- Problem:
Only one stretch of the records below should be repeated. It starts with the line containing "Question. Identify every instance of the woman" and goes on through the line containing "Question. Identify every instance of the red", exactly as written.

- - - - -

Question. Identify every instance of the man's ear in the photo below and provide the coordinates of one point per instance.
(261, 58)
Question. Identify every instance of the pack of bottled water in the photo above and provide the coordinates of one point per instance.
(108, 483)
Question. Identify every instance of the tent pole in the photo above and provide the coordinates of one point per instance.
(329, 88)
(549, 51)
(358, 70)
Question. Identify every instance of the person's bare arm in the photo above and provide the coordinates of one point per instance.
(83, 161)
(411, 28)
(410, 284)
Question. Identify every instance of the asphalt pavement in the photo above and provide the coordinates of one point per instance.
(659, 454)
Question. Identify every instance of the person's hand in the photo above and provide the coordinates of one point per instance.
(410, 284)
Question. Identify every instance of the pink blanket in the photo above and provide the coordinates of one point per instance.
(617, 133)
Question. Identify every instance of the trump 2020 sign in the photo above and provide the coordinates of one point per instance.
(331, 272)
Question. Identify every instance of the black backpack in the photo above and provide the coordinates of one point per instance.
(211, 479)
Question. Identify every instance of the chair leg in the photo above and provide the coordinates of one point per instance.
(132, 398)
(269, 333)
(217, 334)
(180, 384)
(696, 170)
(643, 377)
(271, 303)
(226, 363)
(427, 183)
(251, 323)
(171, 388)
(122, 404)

- - - - -

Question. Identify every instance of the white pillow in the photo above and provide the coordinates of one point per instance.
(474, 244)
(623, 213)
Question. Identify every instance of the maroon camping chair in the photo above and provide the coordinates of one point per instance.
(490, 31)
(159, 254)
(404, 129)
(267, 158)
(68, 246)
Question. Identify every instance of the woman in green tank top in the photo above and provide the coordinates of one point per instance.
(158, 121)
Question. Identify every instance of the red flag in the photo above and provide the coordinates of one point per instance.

- - - - -

- Task response:
Question. Identify every instance of the woman in green tank top in the photo above and provide the coordinates of one point per instance.
(158, 121)
Question. Identify every instance of the red flag in the photo above and provide the coordinates of one point per instance.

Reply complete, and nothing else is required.